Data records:
#####

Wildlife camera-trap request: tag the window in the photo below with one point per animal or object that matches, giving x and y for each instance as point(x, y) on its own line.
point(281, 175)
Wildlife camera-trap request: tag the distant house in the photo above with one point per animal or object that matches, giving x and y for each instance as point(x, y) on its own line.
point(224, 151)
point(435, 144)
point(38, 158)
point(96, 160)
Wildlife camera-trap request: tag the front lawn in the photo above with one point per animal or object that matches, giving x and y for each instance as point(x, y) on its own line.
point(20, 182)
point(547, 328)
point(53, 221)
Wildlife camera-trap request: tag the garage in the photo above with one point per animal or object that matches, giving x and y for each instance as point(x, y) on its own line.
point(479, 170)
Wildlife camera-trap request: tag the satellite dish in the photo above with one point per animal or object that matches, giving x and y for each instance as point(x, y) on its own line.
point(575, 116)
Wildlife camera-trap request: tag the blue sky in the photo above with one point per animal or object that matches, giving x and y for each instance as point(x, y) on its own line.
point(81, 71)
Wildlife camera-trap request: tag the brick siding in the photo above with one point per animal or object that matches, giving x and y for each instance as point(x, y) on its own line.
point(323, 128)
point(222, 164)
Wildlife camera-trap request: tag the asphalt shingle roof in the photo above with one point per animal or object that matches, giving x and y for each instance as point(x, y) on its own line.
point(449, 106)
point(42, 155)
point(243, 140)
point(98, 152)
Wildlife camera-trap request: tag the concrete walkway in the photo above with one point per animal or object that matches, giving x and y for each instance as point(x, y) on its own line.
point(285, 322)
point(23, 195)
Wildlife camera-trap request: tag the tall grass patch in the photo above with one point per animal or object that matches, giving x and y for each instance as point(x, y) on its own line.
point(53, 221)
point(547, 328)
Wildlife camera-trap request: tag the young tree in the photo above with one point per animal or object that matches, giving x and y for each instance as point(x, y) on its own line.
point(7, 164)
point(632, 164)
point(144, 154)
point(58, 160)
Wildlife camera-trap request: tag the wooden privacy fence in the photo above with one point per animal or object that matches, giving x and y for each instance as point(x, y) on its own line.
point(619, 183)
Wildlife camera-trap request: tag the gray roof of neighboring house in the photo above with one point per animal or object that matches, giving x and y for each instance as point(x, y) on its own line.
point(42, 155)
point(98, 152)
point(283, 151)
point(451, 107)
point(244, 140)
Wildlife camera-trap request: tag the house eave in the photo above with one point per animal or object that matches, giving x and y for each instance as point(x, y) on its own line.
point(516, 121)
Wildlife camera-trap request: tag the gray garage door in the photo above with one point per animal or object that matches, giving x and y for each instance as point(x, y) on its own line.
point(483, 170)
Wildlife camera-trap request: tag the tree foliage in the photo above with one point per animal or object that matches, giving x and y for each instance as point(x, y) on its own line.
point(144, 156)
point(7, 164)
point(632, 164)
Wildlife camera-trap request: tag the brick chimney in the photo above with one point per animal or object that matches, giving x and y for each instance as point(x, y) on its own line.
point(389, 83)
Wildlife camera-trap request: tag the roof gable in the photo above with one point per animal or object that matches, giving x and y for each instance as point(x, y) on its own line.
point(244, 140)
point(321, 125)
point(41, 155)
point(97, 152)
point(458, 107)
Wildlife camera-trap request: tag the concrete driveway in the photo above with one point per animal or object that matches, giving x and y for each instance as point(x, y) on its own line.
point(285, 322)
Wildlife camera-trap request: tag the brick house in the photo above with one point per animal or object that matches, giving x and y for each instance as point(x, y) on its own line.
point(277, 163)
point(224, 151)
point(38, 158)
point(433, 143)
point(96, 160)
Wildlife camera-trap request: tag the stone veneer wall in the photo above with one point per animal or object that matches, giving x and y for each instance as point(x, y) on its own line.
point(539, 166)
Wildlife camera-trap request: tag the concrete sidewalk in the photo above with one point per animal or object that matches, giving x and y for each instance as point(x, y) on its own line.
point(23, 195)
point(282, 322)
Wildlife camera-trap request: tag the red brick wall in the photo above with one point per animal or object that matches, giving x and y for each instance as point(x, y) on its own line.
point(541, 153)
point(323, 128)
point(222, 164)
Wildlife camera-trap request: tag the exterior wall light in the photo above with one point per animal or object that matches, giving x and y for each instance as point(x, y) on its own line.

#####

◆ WORK INSTRUCTIONS
Retype every entry word for word.

◆ EXPECTED ANSWER
Wildlife camera-trap request: tag the window in the photo below with one point per animal or object that matches, giving x and y for each instance as point(x, y) on its own line.
point(281, 175)
Wildlife camera-trap request: tag the distant house in the photo above with one point per animal or object that matches, giving x and y for each instance as point(x, y) on its own line.
point(224, 151)
point(435, 144)
point(38, 158)
point(96, 160)
Wildlife camera-trap request: tag the front lawn in the photo above with one point per animal or object that matches, giving x and y for each instance as point(x, y) on its own line.
point(20, 182)
point(547, 328)
point(53, 221)
Wildlife camera-trap request: tag the garage in the photo above with one point per animal or object that matches, giving x and y for each instance as point(x, y) on its own line.
point(479, 170)
Wildlife camera-trap request: tag the satellite dish in the photo above with one point per animal or object that matches, giving x and y for each instance as point(x, y) on its own line.
point(575, 116)
Wildlife camera-trap request: tag the blue sky in the photo above with one point per animal or object that matches, giving x and y for each instance as point(x, y) on its own line.
point(81, 71)
Wildlife camera-trap request: tag the brick siding in the photo above with one point per animal or object that matches, giving x and y for each instance as point(x, y) on its own line.
point(323, 128)
point(222, 164)
Wildlife camera-trap request: tag the asphalt shingle roof in the photo above with one point per animal or object that matches, giving x and y for each instance as point(x, y) on its own line.
point(449, 106)
point(42, 155)
point(243, 140)
point(98, 152)
Wildlife camera-trap request: tag the concrete walkway in the photo above with one point per animal or object that matches, giving x and y for each instance as point(x, y) on its own line.
point(285, 322)
point(23, 195)
Wildlife camera-trap request: tag the tall grass patch in the photo above with one point per animal or object that matches, giving x and y for each instance as point(x, y) on its own line.
point(53, 221)
point(547, 328)
Wildlife camera-trap request: tag the young tree in the photo above with one point per animal or object that matches, giving x and y for each instance as point(x, y) on its own line.
point(7, 164)
point(632, 164)
point(144, 154)
point(58, 160)
Wildlife camera-trap request: tag the wooden privacy fence in the photo above with one point per animal or object that matches, giving x and y for each instance as point(x, y) on its own line.
point(619, 183)
Wildlife camera-trap request: tag the gray roof of neighboring house in the photo above with one point per animal or object that matches, giving x and y for each instance as point(x, y) on its own line.
point(42, 155)
point(98, 152)
point(283, 151)
point(451, 107)
point(244, 140)
Wildlife camera-trap request: tag the house eave in the photo above with one point per animal or object that matches, giving x and y for each instance as point(x, y) on its own line.
point(516, 121)
Wildlife camera-trap request: tag the gray garage door in the photo above with one point per animal or object that matches, giving x and y for each instance as point(x, y) on its own line.
point(483, 170)
Wildlife camera-trap request: tag the tree foliage in the photo above with one point per animal or object that matches, giving x and y for each instance as point(x, y) on its own line.
point(144, 156)
point(7, 164)
point(632, 164)
Wildlife camera-trap request: tag the brick chimney in the photo above with one point per animal or object that matches, giving x and y for each instance as point(x, y) on its own line.
point(389, 83)
Wildlife camera-trap request: tag the roof gable in the photo above with one point per animal or object that matches, giving x and y for each instance as point(x, y) on its own line.
point(244, 140)
point(321, 125)
point(41, 155)
point(97, 152)
point(458, 107)
Wildlife camera-trap request: tag the concrete driveway in the photo above with one point per animal or object that matches, giving x and y for each instance as point(x, y) on its own line.
point(285, 322)
Wildlife camera-trap request: tag the brick house in the photo above with one point per animal or object that matches, giving x and y for each instance as point(x, y) on its own line.
point(277, 163)
point(224, 151)
point(38, 158)
point(433, 143)
point(96, 160)
Wildlife camera-trap request: tag the stone veneer wall in the photo above with one point per animal or object that matches, giving x and y for each instance as point(x, y) on its own line.
point(539, 166)
Wildlife camera-trap request: tag the concrete sidewalk in the photo above with one point per animal or object that matches, giving x and y for each instance as point(x, y) on its own line.
point(23, 195)
point(282, 322)
Wildlife camera-trap request: tag the red brick wall in the photo above with one point per animal or object that matches, giving x and y for each instance as point(x, y) on its own line.
point(541, 153)
point(323, 128)
point(222, 164)
Wildlife camera-trap request: tag the exterior wall light in the photo above with one point per animal or object that matches, giving x and y for each instance as point(x, y) on its own line.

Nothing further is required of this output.